* **Exercise prompt**
Repeat the data verbatim.

(Records contained in a dataset)
************

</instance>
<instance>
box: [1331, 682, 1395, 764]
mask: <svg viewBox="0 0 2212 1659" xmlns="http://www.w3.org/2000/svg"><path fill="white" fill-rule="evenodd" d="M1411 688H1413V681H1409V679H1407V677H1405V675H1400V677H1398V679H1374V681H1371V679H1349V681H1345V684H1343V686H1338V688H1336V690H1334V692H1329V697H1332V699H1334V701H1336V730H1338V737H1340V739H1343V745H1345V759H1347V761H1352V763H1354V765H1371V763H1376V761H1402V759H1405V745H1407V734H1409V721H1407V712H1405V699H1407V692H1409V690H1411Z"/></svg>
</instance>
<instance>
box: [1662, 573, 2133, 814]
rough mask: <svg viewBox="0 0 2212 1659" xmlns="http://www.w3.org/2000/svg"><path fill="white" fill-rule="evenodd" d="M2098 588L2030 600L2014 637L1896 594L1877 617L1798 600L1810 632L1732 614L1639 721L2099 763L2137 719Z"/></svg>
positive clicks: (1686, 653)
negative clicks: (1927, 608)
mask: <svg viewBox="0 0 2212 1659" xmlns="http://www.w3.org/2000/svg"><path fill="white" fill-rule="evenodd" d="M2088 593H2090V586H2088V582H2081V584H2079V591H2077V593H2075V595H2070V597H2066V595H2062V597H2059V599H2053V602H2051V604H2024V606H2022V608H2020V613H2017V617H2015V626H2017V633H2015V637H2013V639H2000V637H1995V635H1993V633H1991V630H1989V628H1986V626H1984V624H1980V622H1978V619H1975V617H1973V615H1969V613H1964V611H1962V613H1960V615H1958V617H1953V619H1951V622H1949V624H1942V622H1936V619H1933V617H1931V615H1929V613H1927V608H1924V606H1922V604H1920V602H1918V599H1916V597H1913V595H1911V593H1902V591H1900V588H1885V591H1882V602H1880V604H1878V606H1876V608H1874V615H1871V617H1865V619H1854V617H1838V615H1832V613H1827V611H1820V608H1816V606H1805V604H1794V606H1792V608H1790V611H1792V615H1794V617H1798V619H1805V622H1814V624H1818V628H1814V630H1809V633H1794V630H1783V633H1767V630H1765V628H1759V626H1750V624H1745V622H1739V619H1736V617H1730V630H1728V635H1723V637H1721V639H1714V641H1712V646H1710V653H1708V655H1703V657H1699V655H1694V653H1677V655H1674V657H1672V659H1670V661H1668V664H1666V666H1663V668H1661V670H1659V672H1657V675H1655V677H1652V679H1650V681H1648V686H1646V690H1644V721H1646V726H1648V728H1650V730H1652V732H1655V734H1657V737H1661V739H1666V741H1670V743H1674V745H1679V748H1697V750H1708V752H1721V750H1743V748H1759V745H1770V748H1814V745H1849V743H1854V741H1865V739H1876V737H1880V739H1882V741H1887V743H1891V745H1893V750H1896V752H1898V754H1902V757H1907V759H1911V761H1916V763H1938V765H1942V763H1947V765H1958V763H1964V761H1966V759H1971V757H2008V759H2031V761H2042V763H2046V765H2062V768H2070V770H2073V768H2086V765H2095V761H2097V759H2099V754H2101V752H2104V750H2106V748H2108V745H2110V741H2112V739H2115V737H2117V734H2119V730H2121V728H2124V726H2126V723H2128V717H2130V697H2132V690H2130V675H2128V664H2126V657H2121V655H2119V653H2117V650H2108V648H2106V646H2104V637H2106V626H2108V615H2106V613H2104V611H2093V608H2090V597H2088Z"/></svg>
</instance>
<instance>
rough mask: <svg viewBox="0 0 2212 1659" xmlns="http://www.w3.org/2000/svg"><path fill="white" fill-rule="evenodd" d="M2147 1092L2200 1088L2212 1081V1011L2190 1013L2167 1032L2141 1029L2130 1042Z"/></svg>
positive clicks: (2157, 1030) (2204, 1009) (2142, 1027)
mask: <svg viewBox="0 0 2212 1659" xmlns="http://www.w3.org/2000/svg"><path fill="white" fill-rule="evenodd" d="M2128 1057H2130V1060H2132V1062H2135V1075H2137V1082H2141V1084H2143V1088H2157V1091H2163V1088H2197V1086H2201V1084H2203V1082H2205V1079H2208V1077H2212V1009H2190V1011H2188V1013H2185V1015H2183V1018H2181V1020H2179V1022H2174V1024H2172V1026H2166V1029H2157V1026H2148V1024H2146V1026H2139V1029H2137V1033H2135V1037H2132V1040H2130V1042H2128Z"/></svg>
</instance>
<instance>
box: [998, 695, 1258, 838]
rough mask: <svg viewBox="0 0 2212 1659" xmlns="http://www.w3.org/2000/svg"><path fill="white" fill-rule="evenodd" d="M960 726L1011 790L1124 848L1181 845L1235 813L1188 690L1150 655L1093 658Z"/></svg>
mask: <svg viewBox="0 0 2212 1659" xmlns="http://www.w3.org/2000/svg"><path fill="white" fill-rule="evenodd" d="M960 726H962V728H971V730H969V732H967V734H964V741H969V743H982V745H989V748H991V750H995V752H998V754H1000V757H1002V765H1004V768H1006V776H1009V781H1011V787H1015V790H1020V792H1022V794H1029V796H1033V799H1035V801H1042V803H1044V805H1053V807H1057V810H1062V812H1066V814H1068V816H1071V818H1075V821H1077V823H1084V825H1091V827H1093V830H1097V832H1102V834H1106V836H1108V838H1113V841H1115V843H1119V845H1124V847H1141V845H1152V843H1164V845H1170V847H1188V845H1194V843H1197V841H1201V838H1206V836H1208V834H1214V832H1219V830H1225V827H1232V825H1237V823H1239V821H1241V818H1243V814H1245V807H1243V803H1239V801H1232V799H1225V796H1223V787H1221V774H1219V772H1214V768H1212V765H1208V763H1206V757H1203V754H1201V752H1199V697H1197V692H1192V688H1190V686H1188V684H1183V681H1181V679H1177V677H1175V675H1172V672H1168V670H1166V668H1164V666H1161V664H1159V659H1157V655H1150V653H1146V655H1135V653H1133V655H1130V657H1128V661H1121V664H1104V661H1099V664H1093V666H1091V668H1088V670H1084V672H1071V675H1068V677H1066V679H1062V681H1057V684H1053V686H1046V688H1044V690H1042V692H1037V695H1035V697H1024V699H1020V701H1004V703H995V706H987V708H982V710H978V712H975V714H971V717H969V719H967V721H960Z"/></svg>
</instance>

************

* **Exercise answer**
</instance>
<instance>
box: [1331, 682, 1395, 764]
mask: <svg viewBox="0 0 2212 1659" xmlns="http://www.w3.org/2000/svg"><path fill="white" fill-rule="evenodd" d="M1411 688H1413V681H1409V679H1407V677H1405V675H1400V677H1398V679H1374V681H1371V679H1349V681H1345V684H1343V686H1338V688H1336V690H1334V692H1329V697H1332V699H1334V701H1336V730H1338V737H1340V739H1343V745H1345V759H1347V761H1352V763H1354V765H1371V763H1376V761H1402V759H1405V745H1407V734H1409V721H1407V712H1405V699H1407V692H1409V690H1411Z"/></svg>
</instance>
<instance>
box: [1662, 573, 2133, 814]
rough mask: <svg viewBox="0 0 2212 1659" xmlns="http://www.w3.org/2000/svg"><path fill="white" fill-rule="evenodd" d="M2098 588L2030 600L2014 637L1896 594L1877 617L1798 600L1810 632L1732 614L1639 721L2099 763L2137 719Z"/></svg>
positive clicks: (1686, 653)
negative clicks: (1927, 608)
mask: <svg viewBox="0 0 2212 1659" xmlns="http://www.w3.org/2000/svg"><path fill="white" fill-rule="evenodd" d="M2088 593H2090V586H2088V582H2081V584H2079V591H2077V593H2075V595H2070V597H2066V595H2062V597H2059V599H2053V602H2051V604H2024V606H2022V608H2020V613H2017V617H2015V626H2017V633H2015V637H2013V639H2000V637H1995V635H1993V633H1991V630H1989V628H1986V626H1984V624H1980V622H1978V619H1975V617H1973V615H1969V613H1964V611H1962V613H1960V615H1958V617H1953V619H1951V622H1949V624H1942V622H1936V619H1933V617H1931V615H1929V613H1927V608H1924V606H1922V604H1920V602H1918V599H1916V597H1913V595H1911V593H1902V591H1900V588H1885V591H1882V602H1880V604H1878V606H1876V608H1874V615H1871V617H1865V619H1854V617H1838V615H1832V613H1827V611H1820V608H1816V606H1805V604H1794V606H1792V608H1790V611H1792V615H1794V617H1798V619H1805V622H1814V624H1818V628H1814V630H1809V633H1794V630H1783V633H1767V630H1765V628H1759V626H1750V624H1745V622H1739V619H1736V617H1730V630H1728V635H1723V637H1721V639H1714V641H1712V646H1710V653H1708V655H1703V657H1699V655H1694V653H1677V655H1674V657H1672V659H1670V661H1668V664H1666V666H1663V668H1661V670H1659V672H1657V675H1655V677H1652V679H1650V681H1648V686H1646V690H1644V721H1646V726H1648V728H1650V730H1652V732H1655V734H1657V737H1661V739H1666V741H1670V743H1674V745H1679V748H1697V750H1708V752H1721V750H1743V748H1759V745H1770V748H1814V745H1849V743H1854V741H1865V739H1876V737H1880V739H1882V741H1887V743H1891V745H1893V750H1896V752H1898V754H1902V757H1907V759H1911V761H1916V763H1938V765H1942V763H1947V765H1958V763H1964V761H1966V759H1971V757H2008V759H2031V761H2042V763H2046V765H2062V768H2070V770H2073V768H2086V765H2095V761H2097V759H2099V754H2101V752H2104V750H2106V748H2108V745H2110V741H2112V739H2115V737H2117V734H2119V730H2121V728H2124V726H2126V723H2128V717H2130V697H2132V690H2130V675H2128V664H2126V657H2121V655H2119V653H2117V650H2108V648H2106V646H2104V637H2106V626H2108V615H2106V613H2104V611H2093V608H2090V597H2088Z"/></svg>
</instance>
<instance>
rough mask: <svg viewBox="0 0 2212 1659" xmlns="http://www.w3.org/2000/svg"><path fill="white" fill-rule="evenodd" d="M2147 1092L2200 1088L2212 1081V1011L2190 1013L2167 1032L2141 1029L2130 1042Z"/></svg>
positive clicks: (2157, 1030) (2204, 1009) (2142, 1027)
mask: <svg viewBox="0 0 2212 1659" xmlns="http://www.w3.org/2000/svg"><path fill="white" fill-rule="evenodd" d="M2128 1057H2130V1060H2132V1062H2135V1075H2137V1082H2141V1084H2143V1088H2157V1091H2163V1088H2197V1086H2201V1084H2203V1082H2205V1079H2208V1077H2212V1009H2190V1011H2188V1013H2185V1015H2183V1018H2181V1020H2179V1022H2174V1024H2172V1026H2166V1029H2157V1026H2148V1024H2146V1026H2139V1029H2137V1033H2135V1037H2132V1040H2130V1042H2128Z"/></svg>
</instance>
<instance>
box: [998, 695, 1258, 838]
rough mask: <svg viewBox="0 0 2212 1659" xmlns="http://www.w3.org/2000/svg"><path fill="white" fill-rule="evenodd" d="M960 726L1011 790L1124 848L1181 845L1235 813L1188 690L1150 655L1093 658Z"/></svg>
mask: <svg viewBox="0 0 2212 1659" xmlns="http://www.w3.org/2000/svg"><path fill="white" fill-rule="evenodd" d="M960 726H962V728H971V730H969V732H967V734H964V741H969V743H982V745H989V748H991V750H995V752H998V754H1000V757H1002V765H1004V768H1006V776H1009V781H1011V787H1015V790H1020V792H1022V794H1029V796H1033V799H1035V801H1042V803H1044V805H1053V807H1057V810H1062V812H1066V814H1068V816H1071V818H1075V821H1077V823H1084V825H1091V827H1093V830H1097V832H1102V834H1106V836H1108V838H1113V841H1115V843H1119V845H1124V847H1141V845H1152V843H1164V845H1170V847H1188V845H1194V843H1197V841H1201V838H1206V836H1208V834H1214V832H1219V830H1225V827H1232V825H1237V823H1239V821H1241V818H1243V814H1245V807H1243V803H1239V801H1232V799H1225V796H1223V787H1221V774H1219V772H1214V768H1212V765H1208V763H1206V757H1203V754H1201V752H1199V697H1197V692H1192V688H1190V686H1188V684H1183V681H1181V679H1177V677H1175V675H1172V672H1168V670H1166V668H1164V666H1161V664H1159V659H1157V655H1150V653H1146V655H1135V653H1133V655H1130V657H1128V661H1121V664H1104V661H1099V664H1093V666H1091V668H1088V670H1084V672H1071V675H1068V677H1066V679H1062V681H1057V684H1053V686H1046V688H1044V690H1042V692H1037V695H1035V697H1024V699H1020V701H1004V703H995V706H987V708H982V710H978V712H975V714H971V717H969V719H967V721H960Z"/></svg>
</instance>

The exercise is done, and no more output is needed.